## MATERIAL TO PROCESS
□ □ □ □ □ □ □

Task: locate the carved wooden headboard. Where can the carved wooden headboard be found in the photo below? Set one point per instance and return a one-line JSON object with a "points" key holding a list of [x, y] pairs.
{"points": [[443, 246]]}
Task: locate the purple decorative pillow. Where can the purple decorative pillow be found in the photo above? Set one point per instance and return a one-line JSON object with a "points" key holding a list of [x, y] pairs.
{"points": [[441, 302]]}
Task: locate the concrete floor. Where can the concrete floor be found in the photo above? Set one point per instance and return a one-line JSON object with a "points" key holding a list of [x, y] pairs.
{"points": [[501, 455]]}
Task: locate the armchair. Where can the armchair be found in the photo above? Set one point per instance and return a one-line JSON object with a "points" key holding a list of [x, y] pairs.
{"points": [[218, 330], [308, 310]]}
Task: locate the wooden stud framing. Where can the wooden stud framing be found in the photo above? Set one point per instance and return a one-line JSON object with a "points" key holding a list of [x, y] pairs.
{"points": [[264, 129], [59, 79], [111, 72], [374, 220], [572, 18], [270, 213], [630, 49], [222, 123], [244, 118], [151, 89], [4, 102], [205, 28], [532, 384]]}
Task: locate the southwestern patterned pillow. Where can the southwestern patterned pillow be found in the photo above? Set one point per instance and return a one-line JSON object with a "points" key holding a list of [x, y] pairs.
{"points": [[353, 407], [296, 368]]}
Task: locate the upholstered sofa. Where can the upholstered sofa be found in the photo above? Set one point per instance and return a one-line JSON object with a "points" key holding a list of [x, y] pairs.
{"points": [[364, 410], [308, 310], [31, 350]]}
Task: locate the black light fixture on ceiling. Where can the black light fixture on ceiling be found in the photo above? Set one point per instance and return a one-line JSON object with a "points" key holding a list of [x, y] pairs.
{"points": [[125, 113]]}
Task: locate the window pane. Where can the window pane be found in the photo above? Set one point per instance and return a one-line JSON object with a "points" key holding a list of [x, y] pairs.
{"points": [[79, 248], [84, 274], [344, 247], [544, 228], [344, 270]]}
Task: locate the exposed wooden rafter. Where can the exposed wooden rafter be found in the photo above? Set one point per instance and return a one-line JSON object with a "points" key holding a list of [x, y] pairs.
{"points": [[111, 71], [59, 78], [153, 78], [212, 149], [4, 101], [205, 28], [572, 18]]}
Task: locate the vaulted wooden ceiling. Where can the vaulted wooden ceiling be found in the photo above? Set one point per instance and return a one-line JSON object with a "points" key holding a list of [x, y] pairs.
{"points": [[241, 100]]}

□ □ □ □ □ □ □

Give each entry again, spelled exactly as shown.

## SOLUTION TO THIS EXERCISE
Task: locate the carved wooden headboard. Where can the carved wooden headboard be found in the photo below? Set one point per instance and return a one-line JSON object with a "points" key holding a list of [x, y] pairs.
{"points": [[443, 246]]}
Task: locate the purple decorative pillow. Where can the purple decorative pillow be found in the photo above? Set one point per instance and return a one-line JSON object with a "points" key holding a list of [x, y] pairs.
{"points": [[441, 302]]}
Task: locate the concrete floor. Where can the concrete floor be found in the photo above? Set one point per instance and return a one-line JSON object with a "points" key holding a list of [x, y] pairs.
{"points": [[501, 455]]}
Task: locate the armchair. Where can the armchair be found in the photo above? Set one point per instance and return a one-line JSON object with a "points" key holding a list of [x, y] pairs.
{"points": [[218, 330], [308, 310]]}
Task: locate the wooden stud framing. Where can the wooden stud framing be found in the photo above? Set one point per instance and return a one-line JSON object with a "points" key holding a list of [x, y] pairs.
{"points": [[264, 129], [59, 79], [111, 72], [374, 220], [572, 18], [270, 213], [630, 49], [222, 123], [244, 118], [151, 89], [4, 102], [205, 28], [532, 384]]}
Task: locate the southwestern patterned pillow. Where can the southwestern patterned pillow be found in the photo above? Set one point per instance and return a one-line JSON object with a "points" key holding a list of [x, y] pairs.
{"points": [[353, 407], [296, 368]]}
Task: locate the upholstered sofa. Where can the upholstered sofa be found in the photo above? Set one point per instance and return a one-line JSON object with a "points" key holding a list of [x, y] pairs.
{"points": [[364, 410], [308, 310], [31, 350]]}
Task: locate the black light fixture on ceiling. Where can the black light fixture on ceiling be found in the photo above? Set one point per instance and return a one-line JSON object with a "points" key holding a list of [x, y] pairs.
{"points": [[125, 113]]}
Task: locate the window pane. Where can the window pane be found in the photo above? Set one point per instance and return a one-line JSON object with a "points" key holding a list of [x, y] pairs.
{"points": [[79, 248], [84, 274], [344, 247], [544, 228], [344, 270]]}
Task: locate the exposed wooden rafter. Where can the exposed wooden rafter be found in the photo above? Set one point per instance and return a one-line JSON object with a "points" key holding a list of [x, y] pairs.
{"points": [[111, 71], [59, 78], [153, 78], [212, 149], [4, 101], [205, 28], [572, 18]]}
Task: locate the vaulted wooden ceiling. Where can the vaulted wooden ceiling be found in the photo above? Set one point per instance and return a one-line JSON object with a "points" key holding a list of [x, y] pairs.
{"points": [[241, 100]]}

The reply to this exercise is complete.